[start of Entries]

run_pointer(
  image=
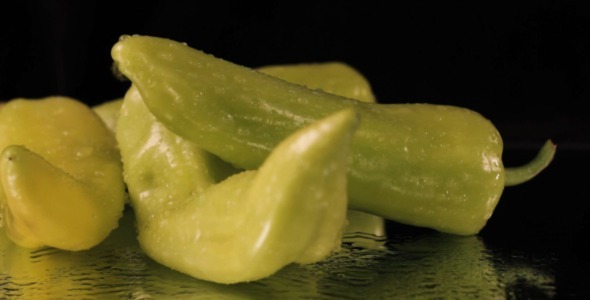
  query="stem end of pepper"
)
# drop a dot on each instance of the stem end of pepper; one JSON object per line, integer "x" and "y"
{"x": 522, "y": 174}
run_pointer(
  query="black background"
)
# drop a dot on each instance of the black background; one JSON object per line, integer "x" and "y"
{"x": 525, "y": 66}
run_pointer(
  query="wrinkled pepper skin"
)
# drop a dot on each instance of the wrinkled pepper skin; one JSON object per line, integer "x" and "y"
{"x": 61, "y": 174}
{"x": 252, "y": 223}
{"x": 332, "y": 77}
{"x": 432, "y": 166}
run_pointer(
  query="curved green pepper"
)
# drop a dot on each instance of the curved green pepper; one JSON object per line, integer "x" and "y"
{"x": 245, "y": 223}
{"x": 333, "y": 77}
{"x": 60, "y": 172}
{"x": 427, "y": 165}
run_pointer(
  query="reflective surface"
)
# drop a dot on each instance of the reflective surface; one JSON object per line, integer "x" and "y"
{"x": 534, "y": 247}
{"x": 406, "y": 265}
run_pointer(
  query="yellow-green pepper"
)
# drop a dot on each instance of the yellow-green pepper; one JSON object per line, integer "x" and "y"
{"x": 427, "y": 165}
{"x": 249, "y": 225}
{"x": 60, "y": 173}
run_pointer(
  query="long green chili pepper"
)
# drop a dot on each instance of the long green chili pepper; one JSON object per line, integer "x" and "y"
{"x": 434, "y": 166}
{"x": 249, "y": 225}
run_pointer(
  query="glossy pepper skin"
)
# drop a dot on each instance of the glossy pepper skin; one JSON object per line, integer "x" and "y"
{"x": 252, "y": 223}
{"x": 60, "y": 172}
{"x": 427, "y": 165}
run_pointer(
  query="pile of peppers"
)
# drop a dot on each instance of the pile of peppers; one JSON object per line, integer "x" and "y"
{"x": 234, "y": 173}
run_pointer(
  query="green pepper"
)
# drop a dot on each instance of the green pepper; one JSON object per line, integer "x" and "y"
{"x": 333, "y": 77}
{"x": 60, "y": 173}
{"x": 245, "y": 223}
{"x": 433, "y": 166}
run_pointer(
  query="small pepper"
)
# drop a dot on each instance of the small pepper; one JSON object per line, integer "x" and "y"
{"x": 60, "y": 172}
{"x": 251, "y": 224}
{"x": 434, "y": 166}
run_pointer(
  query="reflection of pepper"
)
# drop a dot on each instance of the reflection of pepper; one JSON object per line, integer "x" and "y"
{"x": 246, "y": 223}
{"x": 426, "y": 165}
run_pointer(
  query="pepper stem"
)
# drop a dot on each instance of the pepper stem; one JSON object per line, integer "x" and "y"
{"x": 518, "y": 175}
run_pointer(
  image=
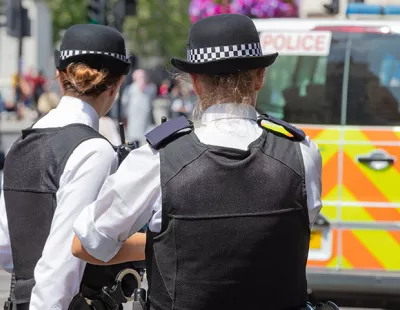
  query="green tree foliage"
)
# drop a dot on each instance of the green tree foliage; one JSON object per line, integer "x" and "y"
{"x": 160, "y": 28}
{"x": 66, "y": 13}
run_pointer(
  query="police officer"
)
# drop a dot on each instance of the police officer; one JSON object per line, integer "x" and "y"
{"x": 229, "y": 204}
{"x": 56, "y": 168}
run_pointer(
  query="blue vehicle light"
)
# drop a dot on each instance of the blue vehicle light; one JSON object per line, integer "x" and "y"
{"x": 391, "y": 10}
{"x": 360, "y": 8}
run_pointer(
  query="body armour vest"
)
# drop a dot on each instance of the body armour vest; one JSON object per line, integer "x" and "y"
{"x": 235, "y": 228}
{"x": 32, "y": 173}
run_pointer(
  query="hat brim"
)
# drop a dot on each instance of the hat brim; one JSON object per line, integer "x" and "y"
{"x": 225, "y": 66}
{"x": 95, "y": 61}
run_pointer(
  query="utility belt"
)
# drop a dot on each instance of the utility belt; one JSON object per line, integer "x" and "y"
{"x": 112, "y": 298}
{"x": 321, "y": 306}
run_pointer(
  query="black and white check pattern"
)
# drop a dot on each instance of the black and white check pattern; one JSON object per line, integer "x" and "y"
{"x": 207, "y": 54}
{"x": 69, "y": 53}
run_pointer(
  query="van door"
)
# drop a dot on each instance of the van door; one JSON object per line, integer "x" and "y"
{"x": 370, "y": 233}
{"x": 306, "y": 91}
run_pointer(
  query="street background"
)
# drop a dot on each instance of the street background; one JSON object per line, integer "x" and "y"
{"x": 361, "y": 203}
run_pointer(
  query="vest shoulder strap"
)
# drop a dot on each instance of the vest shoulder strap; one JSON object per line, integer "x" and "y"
{"x": 164, "y": 133}
{"x": 297, "y": 133}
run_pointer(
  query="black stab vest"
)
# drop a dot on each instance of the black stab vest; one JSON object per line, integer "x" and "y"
{"x": 235, "y": 228}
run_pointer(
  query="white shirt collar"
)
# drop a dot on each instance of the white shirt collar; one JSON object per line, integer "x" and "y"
{"x": 82, "y": 110}
{"x": 229, "y": 111}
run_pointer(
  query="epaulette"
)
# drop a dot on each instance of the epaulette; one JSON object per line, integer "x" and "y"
{"x": 159, "y": 135}
{"x": 297, "y": 133}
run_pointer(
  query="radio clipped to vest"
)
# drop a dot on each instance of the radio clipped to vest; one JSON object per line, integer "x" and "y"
{"x": 125, "y": 148}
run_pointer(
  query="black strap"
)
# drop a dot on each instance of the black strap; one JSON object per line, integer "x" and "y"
{"x": 159, "y": 135}
{"x": 297, "y": 133}
{"x": 8, "y": 305}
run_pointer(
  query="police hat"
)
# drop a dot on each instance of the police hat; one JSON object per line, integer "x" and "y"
{"x": 225, "y": 43}
{"x": 99, "y": 47}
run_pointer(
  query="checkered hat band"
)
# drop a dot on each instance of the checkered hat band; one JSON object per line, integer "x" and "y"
{"x": 69, "y": 53}
{"x": 224, "y": 52}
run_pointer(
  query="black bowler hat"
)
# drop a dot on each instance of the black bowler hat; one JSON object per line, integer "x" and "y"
{"x": 99, "y": 47}
{"x": 225, "y": 43}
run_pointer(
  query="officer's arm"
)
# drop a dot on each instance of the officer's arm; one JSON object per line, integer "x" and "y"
{"x": 132, "y": 250}
{"x": 124, "y": 206}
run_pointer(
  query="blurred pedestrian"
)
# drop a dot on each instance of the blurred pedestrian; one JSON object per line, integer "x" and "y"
{"x": 108, "y": 128}
{"x": 137, "y": 100}
{"x": 229, "y": 204}
{"x": 54, "y": 169}
{"x": 47, "y": 102}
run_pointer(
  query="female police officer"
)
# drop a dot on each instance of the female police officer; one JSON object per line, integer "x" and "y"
{"x": 57, "y": 167}
{"x": 230, "y": 204}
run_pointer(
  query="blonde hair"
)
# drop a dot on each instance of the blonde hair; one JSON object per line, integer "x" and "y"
{"x": 224, "y": 88}
{"x": 81, "y": 80}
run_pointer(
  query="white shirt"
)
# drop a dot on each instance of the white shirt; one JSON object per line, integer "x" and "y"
{"x": 136, "y": 104}
{"x": 58, "y": 273}
{"x": 132, "y": 196}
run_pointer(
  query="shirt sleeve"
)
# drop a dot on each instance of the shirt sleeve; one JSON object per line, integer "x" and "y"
{"x": 85, "y": 172}
{"x": 5, "y": 246}
{"x": 125, "y": 204}
{"x": 313, "y": 177}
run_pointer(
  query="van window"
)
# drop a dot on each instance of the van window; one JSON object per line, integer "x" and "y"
{"x": 306, "y": 89}
{"x": 374, "y": 80}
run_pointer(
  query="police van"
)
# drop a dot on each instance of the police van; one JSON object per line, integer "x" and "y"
{"x": 339, "y": 80}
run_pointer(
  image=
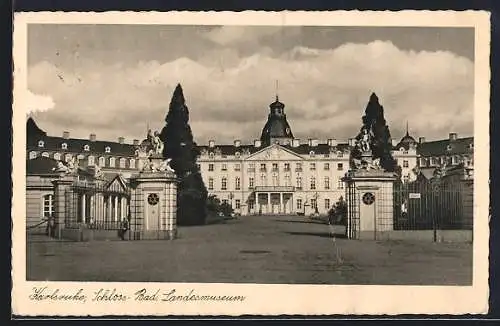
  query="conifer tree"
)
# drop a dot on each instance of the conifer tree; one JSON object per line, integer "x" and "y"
{"x": 380, "y": 143}
{"x": 181, "y": 148}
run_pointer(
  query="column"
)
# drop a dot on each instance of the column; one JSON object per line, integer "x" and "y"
{"x": 108, "y": 219}
{"x": 282, "y": 205}
{"x": 256, "y": 203}
{"x": 61, "y": 187}
{"x": 116, "y": 209}
{"x": 84, "y": 207}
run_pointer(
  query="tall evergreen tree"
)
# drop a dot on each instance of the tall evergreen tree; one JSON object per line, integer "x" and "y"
{"x": 380, "y": 143}
{"x": 181, "y": 148}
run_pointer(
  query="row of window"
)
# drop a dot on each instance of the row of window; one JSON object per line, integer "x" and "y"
{"x": 300, "y": 204}
{"x": 91, "y": 160}
{"x": 450, "y": 160}
{"x": 274, "y": 167}
{"x": 275, "y": 183}
{"x": 86, "y": 147}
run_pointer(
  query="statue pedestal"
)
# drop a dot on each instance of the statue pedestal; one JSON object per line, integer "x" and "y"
{"x": 370, "y": 204}
{"x": 153, "y": 206}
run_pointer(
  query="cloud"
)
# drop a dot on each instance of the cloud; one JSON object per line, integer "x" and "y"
{"x": 225, "y": 35}
{"x": 325, "y": 92}
{"x": 37, "y": 103}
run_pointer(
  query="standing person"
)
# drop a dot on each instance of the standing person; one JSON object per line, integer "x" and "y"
{"x": 124, "y": 228}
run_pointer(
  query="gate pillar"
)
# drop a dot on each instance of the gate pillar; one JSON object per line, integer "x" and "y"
{"x": 62, "y": 202}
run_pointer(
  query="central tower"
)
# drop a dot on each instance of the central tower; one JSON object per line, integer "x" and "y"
{"x": 276, "y": 130}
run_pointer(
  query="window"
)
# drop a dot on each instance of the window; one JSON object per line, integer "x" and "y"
{"x": 48, "y": 205}
{"x": 275, "y": 180}
{"x": 299, "y": 183}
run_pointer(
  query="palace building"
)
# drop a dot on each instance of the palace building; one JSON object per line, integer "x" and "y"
{"x": 276, "y": 174}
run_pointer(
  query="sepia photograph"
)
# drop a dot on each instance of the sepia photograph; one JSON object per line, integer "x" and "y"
{"x": 250, "y": 152}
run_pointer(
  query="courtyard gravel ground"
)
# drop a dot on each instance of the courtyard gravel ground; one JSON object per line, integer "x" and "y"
{"x": 253, "y": 249}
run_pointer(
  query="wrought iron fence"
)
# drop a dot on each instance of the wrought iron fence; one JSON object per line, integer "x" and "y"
{"x": 96, "y": 206}
{"x": 433, "y": 205}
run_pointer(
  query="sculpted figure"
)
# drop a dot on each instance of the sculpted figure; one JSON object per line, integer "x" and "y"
{"x": 365, "y": 141}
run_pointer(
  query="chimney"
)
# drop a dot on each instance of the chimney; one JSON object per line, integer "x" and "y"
{"x": 332, "y": 142}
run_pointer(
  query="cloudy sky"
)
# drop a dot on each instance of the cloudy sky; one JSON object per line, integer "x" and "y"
{"x": 113, "y": 80}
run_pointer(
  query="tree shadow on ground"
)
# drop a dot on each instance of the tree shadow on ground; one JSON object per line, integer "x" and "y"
{"x": 318, "y": 234}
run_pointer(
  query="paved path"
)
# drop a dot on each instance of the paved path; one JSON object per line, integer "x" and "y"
{"x": 260, "y": 249}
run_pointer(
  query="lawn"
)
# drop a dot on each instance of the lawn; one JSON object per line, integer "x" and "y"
{"x": 256, "y": 249}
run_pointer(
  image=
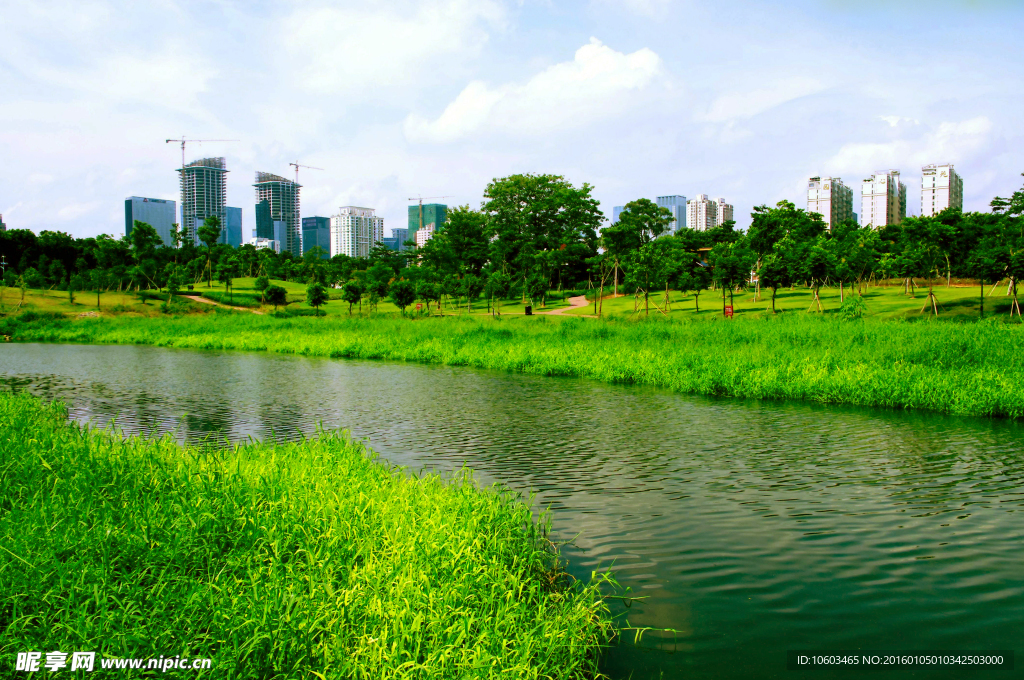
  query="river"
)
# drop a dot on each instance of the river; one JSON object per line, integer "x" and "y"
{"x": 751, "y": 527}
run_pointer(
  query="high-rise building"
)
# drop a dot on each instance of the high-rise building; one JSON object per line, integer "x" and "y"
{"x": 883, "y": 199}
{"x": 158, "y": 213}
{"x": 204, "y": 192}
{"x": 941, "y": 187}
{"x": 424, "y": 219}
{"x": 283, "y": 200}
{"x": 677, "y": 204}
{"x": 400, "y": 236}
{"x": 723, "y": 212}
{"x": 354, "y": 230}
{"x": 316, "y": 231}
{"x": 231, "y": 234}
{"x": 829, "y": 198}
{"x": 701, "y": 213}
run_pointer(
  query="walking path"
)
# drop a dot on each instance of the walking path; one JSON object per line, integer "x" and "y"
{"x": 578, "y": 301}
{"x": 199, "y": 298}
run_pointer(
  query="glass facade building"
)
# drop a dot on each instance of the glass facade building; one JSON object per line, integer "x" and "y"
{"x": 158, "y": 213}
{"x": 282, "y": 196}
{"x": 677, "y": 205}
{"x": 316, "y": 231}
{"x": 204, "y": 190}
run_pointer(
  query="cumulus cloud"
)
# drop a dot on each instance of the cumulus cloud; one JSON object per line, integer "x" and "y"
{"x": 736, "y": 105}
{"x": 343, "y": 48}
{"x": 595, "y": 84}
{"x": 947, "y": 142}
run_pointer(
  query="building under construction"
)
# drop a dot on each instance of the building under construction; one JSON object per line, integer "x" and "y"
{"x": 204, "y": 194}
{"x": 283, "y": 198}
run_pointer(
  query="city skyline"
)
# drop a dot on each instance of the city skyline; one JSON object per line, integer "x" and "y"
{"x": 599, "y": 91}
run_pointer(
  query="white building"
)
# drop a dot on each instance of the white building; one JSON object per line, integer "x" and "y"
{"x": 883, "y": 200}
{"x": 701, "y": 213}
{"x": 260, "y": 244}
{"x": 677, "y": 205}
{"x": 829, "y": 198}
{"x": 354, "y": 230}
{"x": 424, "y": 235}
{"x": 723, "y": 212}
{"x": 941, "y": 187}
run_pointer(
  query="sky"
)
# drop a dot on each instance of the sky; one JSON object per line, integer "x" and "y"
{"x": 639, "y": 98}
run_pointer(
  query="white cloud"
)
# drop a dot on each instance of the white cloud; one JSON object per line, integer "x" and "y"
{"x": 76, "y": 210}
{"x": 948, "y": 142}
{"x": 734, "y": 105}
{"x": 594, "y": 85}
{"x": 896, "y": 120}
{"x": 344, "y": 48}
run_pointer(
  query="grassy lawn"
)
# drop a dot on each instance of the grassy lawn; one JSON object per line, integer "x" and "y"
{"x": 275, "y": 560}
{"x": 147, "y": 304}
{"x": 885, "y": 302}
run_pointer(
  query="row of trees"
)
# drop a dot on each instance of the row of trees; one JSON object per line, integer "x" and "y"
{"x": 535, "y": 234}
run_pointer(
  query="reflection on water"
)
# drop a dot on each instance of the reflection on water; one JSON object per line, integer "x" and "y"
{"x": 752, "y": 528}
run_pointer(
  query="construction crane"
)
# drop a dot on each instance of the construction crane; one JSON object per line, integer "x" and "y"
{"x": 183, "y": 140}
{"x": 428, "y": 198}
{"x": 297, "y": 166}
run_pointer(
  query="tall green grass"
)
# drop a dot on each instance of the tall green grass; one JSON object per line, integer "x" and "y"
{"x": 967, "y": 369}
{"x": 298, "y": 560}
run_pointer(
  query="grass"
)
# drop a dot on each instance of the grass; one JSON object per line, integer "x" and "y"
{"x": 958, "y": 302}
{"x": 291, "y": 560}
{"x": 965, "y": 369}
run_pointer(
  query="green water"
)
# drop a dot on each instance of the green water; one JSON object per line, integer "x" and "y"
{"x": 750, "y": 527}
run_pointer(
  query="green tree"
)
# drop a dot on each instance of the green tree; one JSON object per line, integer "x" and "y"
{"x": 75, "y": 284}
{"x": 530, "y": 214}
{"x": 98, "y": 280}
{"x": 315, "y": 296}
{"x": 224, "y": 278}
{"x": 401, "y": 293}
{"x": 352, "y": 294}
{"x": 209, "y": 234}
{"x": 731, "y": 264}
{"x": 260, "y": 285}
{"x": 276, "y": 296}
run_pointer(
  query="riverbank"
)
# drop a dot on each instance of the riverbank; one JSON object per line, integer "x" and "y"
{"x": 330, "y": 565}
{"x": 963, "y": 369}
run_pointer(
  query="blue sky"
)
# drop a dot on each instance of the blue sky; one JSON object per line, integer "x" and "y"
{"x": 394, "y": 99}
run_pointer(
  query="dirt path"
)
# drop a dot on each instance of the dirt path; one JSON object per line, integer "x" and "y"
{"x": 578, "y": 301}
{"x": 200, "y": 298}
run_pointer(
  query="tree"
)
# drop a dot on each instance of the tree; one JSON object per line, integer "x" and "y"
{"x": 261, "y": 284}
{"x": 731, "y": 263}
{"x": 224, "y": 278}
{"x": 694, "y": 274}
{"x": 209, "y": 234}
{"x": 98, "y": 280}
{"x": 173, "y": 284}
{"x": 276, "y": 296}
{"x": 352, "y": 294}
{"x": 75, "y": 284}
{"x": 530, "y": 214}
{"x": 402, "y": 294}
{"x": 471, "y": 286}
{"x": 498, "y": 288}
{"x": 315, "y": 296}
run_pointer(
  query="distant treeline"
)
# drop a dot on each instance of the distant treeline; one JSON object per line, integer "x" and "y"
{"x": 539, "y": 232}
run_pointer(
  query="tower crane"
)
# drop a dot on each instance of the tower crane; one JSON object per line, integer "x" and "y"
{"x": 296, "y": 165}
{"x": 183, "y": 140}
{"x": 428, "y": 198}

[end of Entries]

Task goal: Extract every line in the material above that contains the string "yellow".

Result of this exercise:
  query="yellow-green pepper"
# drop a dot on each instance of the yellow-green pepper; one JSON object per line, integer "x" and "y"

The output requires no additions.